Instruction 1:
Answer these questions about the text on Adam Schiff's impeachment inquiry, one line each:
(a) On what date was the call between Trump and Ukrainian president Zelensky, according to the text?
(b) How does the text describe the whistleblower after the transcript was released?
(c) What does the text say Robert Mueller testified he was not familiar with?

Text block:
━━━━

The Impeachment Clock By Victor Davis Hanson
Time is not on Adam Schiff’s side.
A dam Schiff’s impeachment inquiry is incoherent. Given the impossibility of a senatorial conviction, the only strategy is to taint the president with the brand of impeachment and weaken him in the 2020 election.
Yet Schiff seems to have no sense that the worm has already turned. Far from tormenting Trump and the Republicans by a long-drawn-out Schiff extravaganza, Trump’s supporters are beginning to feel that the longer the farce, the better the optics. Polls show that Trump is almost back to where he was in popularity when Schiff unleashed his late-September Ukrainian caper. And the point, after all, was again to drive down Trump’s popularity and render him politically inert.
From the day Schiff reemerged after his licking his wounds in hibernation, following the Mueller implosion, his efforts have insidiously gone downhill. Once Trump released the transcript of his July 25th call with Ukrainian president Zelensky, the nation learned that the Schiff’s gold-standard whistleblower was no such thing. Instead, he seems a rank partisan and sloppy leaker whose machinations and background are already boomeranging back on those who put him up to this present circus.
Schiff never expected that Trump would release a classified transcript of his own presidential call — Democrats expected secrecy and coverup, much as the deep-state intelligence-agency miscreants acted unethically and illegally on the presumption that Hillary Clinton would be easily elected and their dishonest efforts would be rewarded and kept quiet.
One of the strangest developments of the opening inquiry was Schiff’s own doubling-down admission that he didn’t know the name of the whistleblower. After previously lying that neither he nor his staff had contact with the whistleblower (“We have not spoken directly with the whistleblower”) — he now ups the ante, apparently assuming that neither his staff nor the whistleblower will testify under oath.
Schiff’s astounding assertion that he doesn’t know the whistleblower’s name is as hard to believe as Robert Mueller’s own congressional testimony that he was not familiar with Fusion GPS — the font of the entire Steele dossier that itself fueled the collusion fantasy that led to Mueller’s own appointment.

━━━━

Provided information:
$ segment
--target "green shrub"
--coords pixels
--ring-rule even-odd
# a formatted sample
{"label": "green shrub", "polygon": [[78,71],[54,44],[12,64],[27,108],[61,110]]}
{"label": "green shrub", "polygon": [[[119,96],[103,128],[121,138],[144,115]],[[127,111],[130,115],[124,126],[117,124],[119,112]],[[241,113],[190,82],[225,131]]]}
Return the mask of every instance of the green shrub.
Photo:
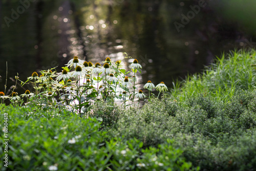
{"label": "green shrub", "polygon": [[105,103],[101,100],[96,101],[90,108],[88,116],[102,119],[101,129],[114,127],[119,117],[119,113],[116,104]]}

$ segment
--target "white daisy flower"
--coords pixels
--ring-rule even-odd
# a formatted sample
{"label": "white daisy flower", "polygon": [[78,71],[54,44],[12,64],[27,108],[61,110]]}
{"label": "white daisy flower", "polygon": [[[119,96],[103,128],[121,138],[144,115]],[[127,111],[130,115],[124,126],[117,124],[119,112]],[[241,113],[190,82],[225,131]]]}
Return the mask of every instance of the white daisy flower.
{"label": "white daisy flower", "polygon": [[143,98],[143,97],[146,97],[146,95],[143,93],[142,93],[142,90],[139,91],[139,92],[135,94],[135,97],[136,98],[138,98],[139,99],[142,99],[142,98]]}
{"label": "white daisy flower", "polygon": [[20,99],[20,97],[17,96],[18,93],[13,92],[12,93],[12,97],[10,98],[11,100],[19,100]]}
{"label": "white daisy flower", "polygon": [[121,86],[124,87],[128,87],[130,86],[132,86],[133,84],[129,82],[129,80],[128,79],[128,78],[124,78],[124,80],[121,83]]}
{"label": "white daisy flower", "polygon": [[104,64],[104,66],[103,66],[103,68],[101,68],[100,70],[100,72],[104,73],[106,73],[107,75],[109,75],[112,72],[112,70],[110,69],[110,65],[108,63],[105,63]]}
{"label": "white daisy flower", "polygon": [[138,60],[137,60],[136,59],[134,59],[133,62],[130,64],[130,67],[131,69],[138,69],[139,68],[142,68],[142,67],[141,67],[140,64],[138,63]]}
{"label": "white daisy flower", "polygon": [[95,63],[95,68],[93,69],[93,70],[92,71],[92,73],[93,74],[99,74],[100,73],[100,69],[102,68],[102,67],[100,66],[100,63],[99,62],[97,62]]}
{"label": "white daisy flower", "polygon": [[74,144],[76,143],[76,139],[72,138],[72,139],[68,141],[68,143],[70,144]]}
{"label": "white daisy flower", "polygon": [[156,86],[156,89],[157,91],[160,92],[168,91],[168,88],[163,82],[161,82],[160,83],[157,84]]}
{"label": "white daisy flower", "polygon": [[84,67],[83,68],[84,68],[86,71],[91,71],[93,69],[93,63],[91,62],[88,62],[86,61],[83,62],[83,65]]}
{"label": "white daisy flower", "polygon": [[147,81],[147,83],[145,84],[143,86],[143,88],[145,89],[155,89],[155,85],[151,82],[151,81],[149,80]]}
{"label": "white daisy flower", "polygon": [[77,66],[80,66],[80,67],[83,67],[82,61],[78,59],[77,56],[75,56],[73,59],[69,61],[68,63],[66,65],[67,65],[68,67],[72,67],[73,66],[75,68]]}
{"label": "white daisy flower", "polygon": [[60,80],[63,79],[64,81],[66,81],[66,80],[70,78],[72,76],[70,73],[68,72],[68,71],[64,69],[63,70],[62,72],[59,73],[58,74],[58,76],[57,77],[57,78],[56,78],[56,80],[58,81]]}
{"label": "white daisy flower", "polygon": [[72,76],[76,77],[78,75],[80,76],[80,78],[81,78],[85,74],[85,72],[82,70],[82,68],[80,66],[76,67],[75,71],[71,72]]}
{"label": "white daisy flower", "polygon": [[58,167],[53,165],[49,166],[48,169],[49,170],[58,170]]}
{"label": "white daisy flower", "polygon": [[32,76],[31,77],[28,77],[28,79],[31,80],[31,79],[38,79],[39,78],[38,77],[38,74],[36,72],[34,72],[33,74],[32,74]]}
{"label": "white daisy flower", "polygon": [[110,81],[114,81],[115,82],[118,81],[118,79],[114,76],[113,74],[110,74],[109,75],[106,76],[106,80]]}

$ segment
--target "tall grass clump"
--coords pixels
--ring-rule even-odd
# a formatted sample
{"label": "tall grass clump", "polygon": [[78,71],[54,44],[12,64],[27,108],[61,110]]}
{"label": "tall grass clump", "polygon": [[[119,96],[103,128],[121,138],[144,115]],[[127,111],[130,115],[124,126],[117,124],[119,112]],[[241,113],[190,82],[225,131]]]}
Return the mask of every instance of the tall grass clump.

━━━━

Instruction 2:
Count the lines of the records above that contain the word "every", and reply with only that number.

Solution 1:
(a) July 25th
(b) As a rank partisan and sloppy leaker
(c) Fusion GPS

Solution 2:
3